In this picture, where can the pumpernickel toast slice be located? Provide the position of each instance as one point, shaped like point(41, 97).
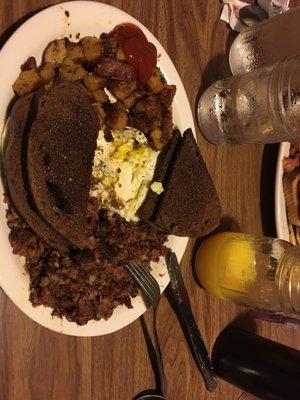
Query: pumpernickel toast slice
point(14, 160)
point(189, 205)
point(61, 147)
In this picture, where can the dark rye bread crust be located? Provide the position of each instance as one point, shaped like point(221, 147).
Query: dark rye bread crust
point(189, 205)
point(148, 208)
point(15, 173)
point(61, 148)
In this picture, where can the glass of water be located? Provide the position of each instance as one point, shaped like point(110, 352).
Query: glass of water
point(261, 106)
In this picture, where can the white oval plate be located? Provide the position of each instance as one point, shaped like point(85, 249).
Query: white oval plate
point(87, 18)
point(280, 207)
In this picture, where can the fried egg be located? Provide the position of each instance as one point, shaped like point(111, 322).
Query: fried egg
point(123, 170)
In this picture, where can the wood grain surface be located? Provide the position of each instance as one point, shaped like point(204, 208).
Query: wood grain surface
point(37, 364)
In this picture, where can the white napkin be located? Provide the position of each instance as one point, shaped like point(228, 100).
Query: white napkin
point(231, 9)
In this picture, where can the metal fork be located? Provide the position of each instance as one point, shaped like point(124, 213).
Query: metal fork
point(151, 292)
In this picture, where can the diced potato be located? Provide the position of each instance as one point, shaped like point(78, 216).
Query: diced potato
point(117, 120)
point(92, 48)
point(120, 56)
point(156, 82)
point(30, 63)
point(156, 136)
point(122, 89)
point(73, 72)
point(130, 101)
point(27, 82)
point(101, 113)
point(74, 51)
point(55, 52)
point(69, 61)
point(93, 82)
point(100, 96)
point(47, 72)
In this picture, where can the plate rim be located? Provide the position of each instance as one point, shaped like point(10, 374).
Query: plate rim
point(172, 70)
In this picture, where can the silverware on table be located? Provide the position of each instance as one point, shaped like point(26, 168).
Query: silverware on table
point(183, 308)
point(151, 292)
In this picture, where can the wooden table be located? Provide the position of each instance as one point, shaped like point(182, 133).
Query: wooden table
point(37, 364)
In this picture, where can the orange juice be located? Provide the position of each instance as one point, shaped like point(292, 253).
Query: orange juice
point(259, 272)
point(225, 264)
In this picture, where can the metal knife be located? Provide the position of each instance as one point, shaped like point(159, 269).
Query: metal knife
point(182, 306)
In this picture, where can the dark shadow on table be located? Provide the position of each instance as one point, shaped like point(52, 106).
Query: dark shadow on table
point(151, 353)
point(267, 188)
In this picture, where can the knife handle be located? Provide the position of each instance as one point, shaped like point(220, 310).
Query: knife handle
point(201, 356)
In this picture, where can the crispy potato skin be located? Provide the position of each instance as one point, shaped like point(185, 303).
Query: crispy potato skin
point(100, 65)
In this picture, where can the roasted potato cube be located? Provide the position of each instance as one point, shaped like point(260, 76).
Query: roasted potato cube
point(130, 101)
point(73, 72)
point(69, 61)
point(30, 63)
point(122, 89)
point(156, 82)
point(117, 120)
point(75, 51)
point(94, 82)
point(156, 136)
point(120, 56)
point(27, 82)
point(55, 52)
point(100, 96)
point(47, 72)
point(92, 48)
point(101, 113)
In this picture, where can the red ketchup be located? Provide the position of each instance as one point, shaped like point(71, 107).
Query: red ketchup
point(140, 53)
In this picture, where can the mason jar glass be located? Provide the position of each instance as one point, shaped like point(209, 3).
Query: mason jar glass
point(262, 106)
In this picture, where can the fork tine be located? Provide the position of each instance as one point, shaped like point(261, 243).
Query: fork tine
point(148, 279)
point(144, 282)
point(139, 279)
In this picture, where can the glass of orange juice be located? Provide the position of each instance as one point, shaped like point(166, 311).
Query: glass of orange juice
point(256, 272)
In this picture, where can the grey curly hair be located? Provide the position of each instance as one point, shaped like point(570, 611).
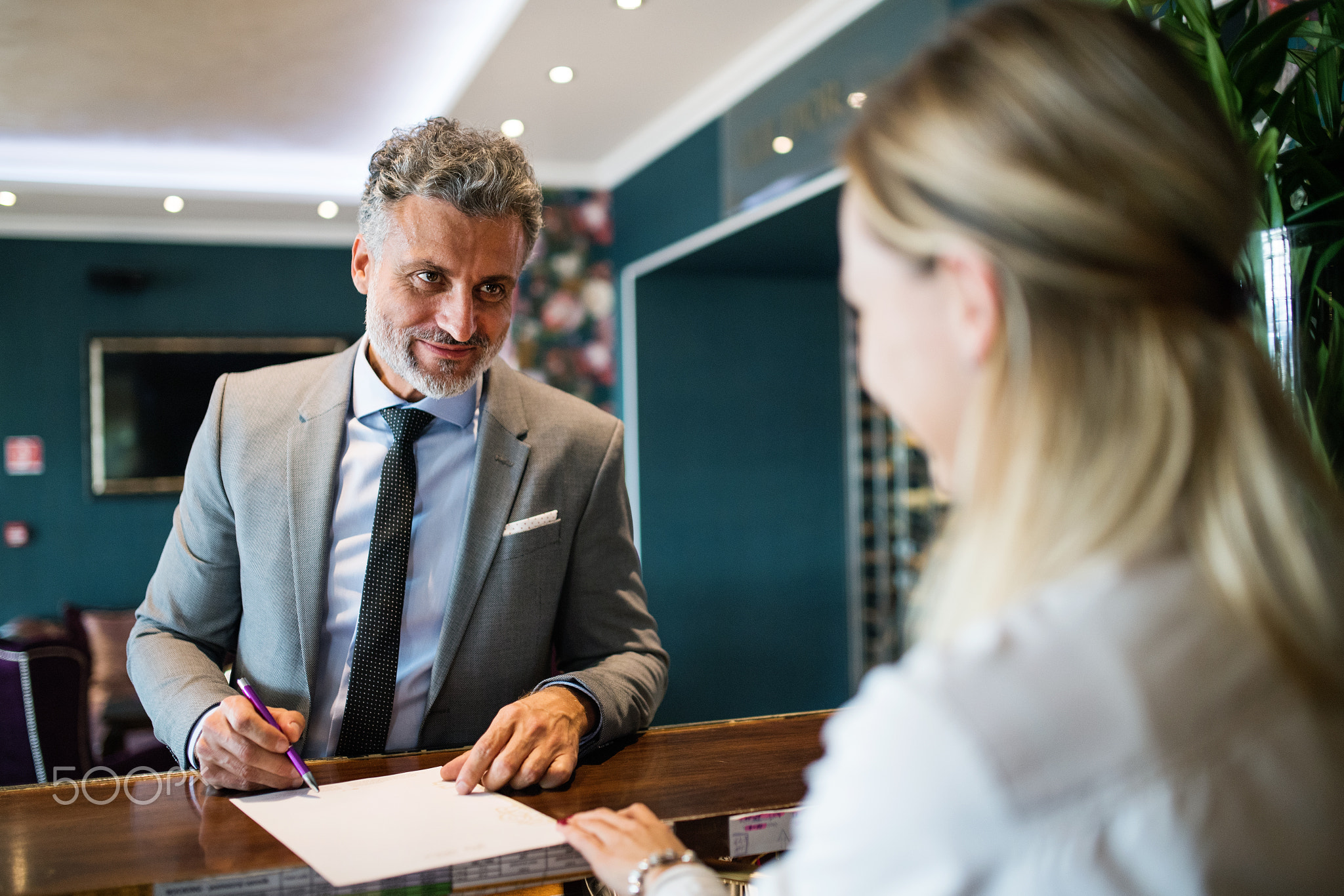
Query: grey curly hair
point(482, 173)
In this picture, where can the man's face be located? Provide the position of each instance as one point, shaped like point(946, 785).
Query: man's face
point(440, 295)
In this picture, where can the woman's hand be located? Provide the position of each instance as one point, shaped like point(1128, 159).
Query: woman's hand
point(613, 843)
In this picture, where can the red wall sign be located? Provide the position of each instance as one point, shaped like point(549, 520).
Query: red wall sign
point(15, 535)
point(23, 456)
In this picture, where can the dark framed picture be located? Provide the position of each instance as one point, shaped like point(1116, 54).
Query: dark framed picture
point(148, 396)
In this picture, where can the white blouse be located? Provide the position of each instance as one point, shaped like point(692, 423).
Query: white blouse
point(1122, 733)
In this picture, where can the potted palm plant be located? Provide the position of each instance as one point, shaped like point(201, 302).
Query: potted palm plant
point(1274, 68)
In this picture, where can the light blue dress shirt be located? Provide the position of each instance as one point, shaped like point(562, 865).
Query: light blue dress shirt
point(445, 456)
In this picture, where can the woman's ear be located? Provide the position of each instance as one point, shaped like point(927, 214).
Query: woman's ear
point(975, 301)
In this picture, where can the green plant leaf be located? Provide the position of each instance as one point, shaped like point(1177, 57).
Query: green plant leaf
point(1199, 14)
point(1226, 12)
point(1264, 152)
point(1282, 24)
point(1276, 203)
point(1314, 207)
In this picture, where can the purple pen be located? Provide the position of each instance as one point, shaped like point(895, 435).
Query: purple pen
point(265, 714)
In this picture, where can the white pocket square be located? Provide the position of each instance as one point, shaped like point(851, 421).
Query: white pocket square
point(533, 523)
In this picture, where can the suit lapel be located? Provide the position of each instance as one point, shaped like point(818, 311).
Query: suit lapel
point(500, 460)
point(314, 460)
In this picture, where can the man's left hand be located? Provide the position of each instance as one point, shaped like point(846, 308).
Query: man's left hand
point(531, 741)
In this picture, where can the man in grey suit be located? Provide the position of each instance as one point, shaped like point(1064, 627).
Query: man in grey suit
point(408, 544)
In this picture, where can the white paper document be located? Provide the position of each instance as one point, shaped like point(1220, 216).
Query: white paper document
point(375, 828)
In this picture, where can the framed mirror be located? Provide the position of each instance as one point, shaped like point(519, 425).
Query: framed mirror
point(148, 396)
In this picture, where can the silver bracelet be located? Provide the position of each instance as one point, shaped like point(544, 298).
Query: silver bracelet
point(665, 857)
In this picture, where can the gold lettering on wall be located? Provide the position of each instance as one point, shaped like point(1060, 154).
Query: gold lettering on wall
point(805, 116)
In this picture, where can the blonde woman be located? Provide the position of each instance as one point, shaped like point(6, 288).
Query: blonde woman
point(1132, 660)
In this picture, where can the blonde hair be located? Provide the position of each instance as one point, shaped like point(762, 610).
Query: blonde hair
point(1125, 406)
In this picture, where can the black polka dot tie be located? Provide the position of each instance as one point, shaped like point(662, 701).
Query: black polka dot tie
point(378, 640)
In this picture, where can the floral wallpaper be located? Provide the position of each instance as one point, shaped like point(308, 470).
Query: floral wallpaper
point(564, 329)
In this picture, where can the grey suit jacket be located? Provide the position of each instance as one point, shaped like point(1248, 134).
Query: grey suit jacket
point(245, 567)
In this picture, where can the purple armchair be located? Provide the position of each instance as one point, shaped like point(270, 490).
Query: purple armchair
point(43, 711)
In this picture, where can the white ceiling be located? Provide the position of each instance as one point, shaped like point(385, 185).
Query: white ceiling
point(108, 105)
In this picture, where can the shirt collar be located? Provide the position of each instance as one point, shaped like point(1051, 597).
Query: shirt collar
point(370, 396)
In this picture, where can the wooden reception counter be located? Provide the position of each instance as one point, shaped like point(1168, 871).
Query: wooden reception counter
point(154, 830)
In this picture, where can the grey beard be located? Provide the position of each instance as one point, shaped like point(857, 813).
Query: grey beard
point(446, 378)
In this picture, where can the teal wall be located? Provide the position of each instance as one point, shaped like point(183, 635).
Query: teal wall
point(102, 551)
point(742, 491)
point(742, 469)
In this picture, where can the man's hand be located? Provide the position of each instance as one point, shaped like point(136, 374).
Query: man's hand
point(242, 751)
point(531, 741)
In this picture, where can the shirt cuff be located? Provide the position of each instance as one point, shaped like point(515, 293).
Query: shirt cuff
point(591, 738)
point(691, 879)
point(195, 737)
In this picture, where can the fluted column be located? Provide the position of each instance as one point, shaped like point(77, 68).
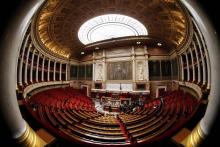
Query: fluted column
point(207, 58)
point(54, 71)
point(209, 123)
point(133, 65)
point(193, 66)
point(146, 61)
point(187, 66)
point(48, 70)
point(11, 119)
point(22, 60)
point(182, 70)
point(37, 68)
point(42, 70)
point(60, 76)
point(66, 72)
point(32, 63)
point(202, 57)
point(26, 65)
point(198, 64)
point(93, 66)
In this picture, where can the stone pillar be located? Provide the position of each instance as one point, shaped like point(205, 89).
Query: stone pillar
point(182, 70)
point(26, 65)
point(187, 65)
point(42, 70)
point(208, 123)
point(48, 70)
point(146, 61)
point(32, 63)
point(133, 64)
point(104, 67)
point(66, 72)
point(37, 68)
point(198, 64)
point(60, 78)
point(22, 60)
point(193, 66)
point(93, 67)
point(203, 62)
point(11, 118)
point(54, 71)
point(207, 58)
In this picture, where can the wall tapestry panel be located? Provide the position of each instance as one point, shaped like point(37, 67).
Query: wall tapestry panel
point(119, 70)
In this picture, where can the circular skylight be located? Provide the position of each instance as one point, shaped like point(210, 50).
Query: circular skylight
point(110, 26)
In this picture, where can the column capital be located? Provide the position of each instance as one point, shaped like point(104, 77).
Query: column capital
point(30, 139)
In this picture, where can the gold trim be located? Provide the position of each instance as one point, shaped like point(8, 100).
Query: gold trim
point(195, 138)
point(30, 138)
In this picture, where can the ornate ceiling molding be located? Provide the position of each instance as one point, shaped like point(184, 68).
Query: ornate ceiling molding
point(58, 21)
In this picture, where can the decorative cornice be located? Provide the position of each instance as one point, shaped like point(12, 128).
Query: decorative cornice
point(196, 137)
point(30, 138)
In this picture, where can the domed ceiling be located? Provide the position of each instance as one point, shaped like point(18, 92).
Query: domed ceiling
point(58, 22)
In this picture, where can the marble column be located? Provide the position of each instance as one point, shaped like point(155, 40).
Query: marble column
point(193, 66)
point(37, 68)
point(182, 70)
point(48, 71)
point(11, 119)
point(202, 57)
point(27, 63)
point(133, 66)
point(208, 124)
point(187, 66)
point(22, 60)
point(54, 71)
point(42, 70)
point(66, 72)
point(60, 76)
point(104, 67)
point(198, 63)
point(32, 63)
point(93, 67)
point(207, 57)
point(146, 61)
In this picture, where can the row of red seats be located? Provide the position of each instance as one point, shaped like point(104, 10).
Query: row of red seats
point(63, 98)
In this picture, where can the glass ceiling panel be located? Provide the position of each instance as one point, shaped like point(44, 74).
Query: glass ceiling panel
point(110, 26)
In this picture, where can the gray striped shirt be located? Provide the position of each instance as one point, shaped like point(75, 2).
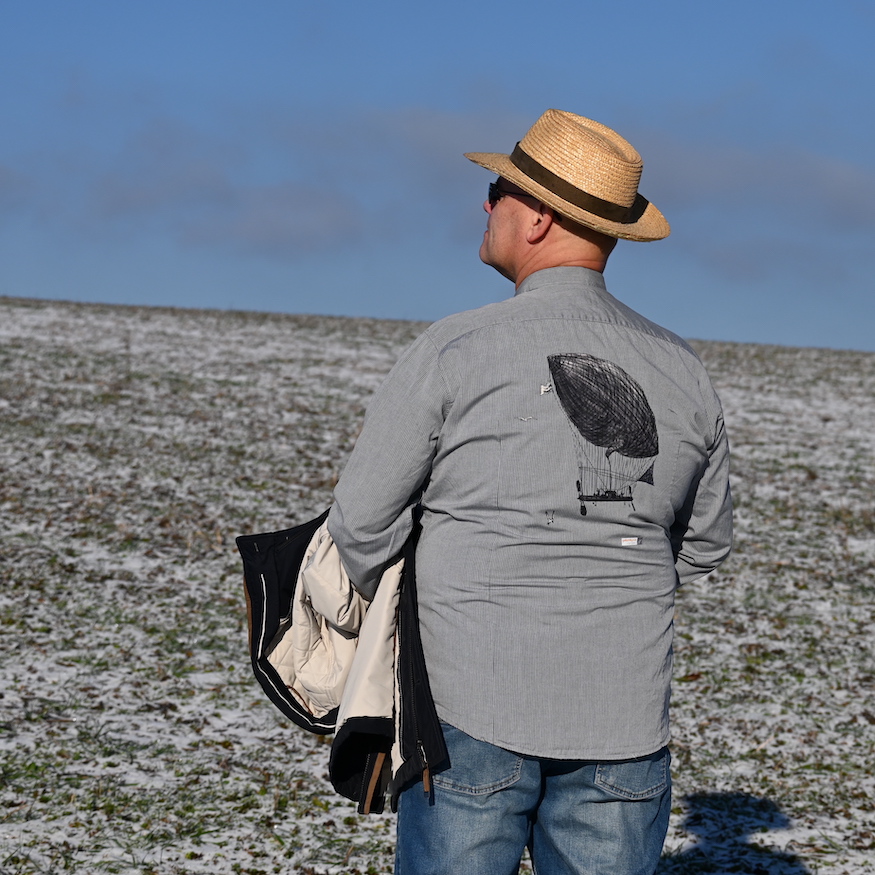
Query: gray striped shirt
point(573, 469)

· · · · ·

§ **WHAT IS EXPECTED**
Type out the records starting at the line containing "In this picture, where can the grey curly" and ending at the line containing "point(533, 523)", including both of those lines. Leave the pictures out of your answer.

§ **RESPONSE BELOW**
In this picture, where can the grey curly hair be located? Provide the position of each instance as one point, shaped like point(570, 611).
Query: grey curly hair
point(482, 173)
In this picture, where can the man's face be located? Provide the position of each instance as one point, shaped like point(946, 785).
Query: man's face
point(440, 295)
In this picture, where can the woman's hand be located? Provide the position of each instance as one point, shaped like point(1128, 159).
Query: woman's hand
point(613, 843)
In this picture, where can the red wall sign be located? Provide the position of each instance as one point, shaped like point(549, 520).
Query: red wall sign
point(15, 535)
point(23, 456)
In this picture, where can the dark framed picture be located? Provide the position of each instance as one point, shaped like point(1116, 54).
Query: dark framed picture
point(148, 396)
In this picture, where can the white blouse be located? Provide the position of each instance as one point, shaped like point(692, 423).
Query: white blouse
point(1122, 733)
In this picture, where can the potted palm plant be located? Provide the position of each instance as one point, shaped like point(201, 302).
Query: potted palm plant
point(1274, 68)
In this picture, where can the light blue dress shirt be located? Provide the position of each instance as one point, shaped like point(562, 865).
Query: light blue dress shirt
point(445, 456)
In this picture, where can the woman's ear be located? Provide the position of each instance as one point, shaped like point(927, 214).
Query: woman's ear
point(975, 301)
In this picture, where can the green plant leaf be located? Provide the position of each instance as one point, shaped like point(1177, 57).
Query: green plant leaf
point(1199, 14)
point(1226, 12)
point(1264, 152)
point(1282, 24)
point(1276, 203)
point(1314, 207)
In this picture, where can the purple pen be located? Provide the position of each instance as one point, shaped like point(895, 435).
Query: purple pen
point(265, 714)
In this picture, where can the white pocket square be located? Provide the position of each instance as one point, shaped like point(851, 421).
Query: white pocket square
point(533, 523)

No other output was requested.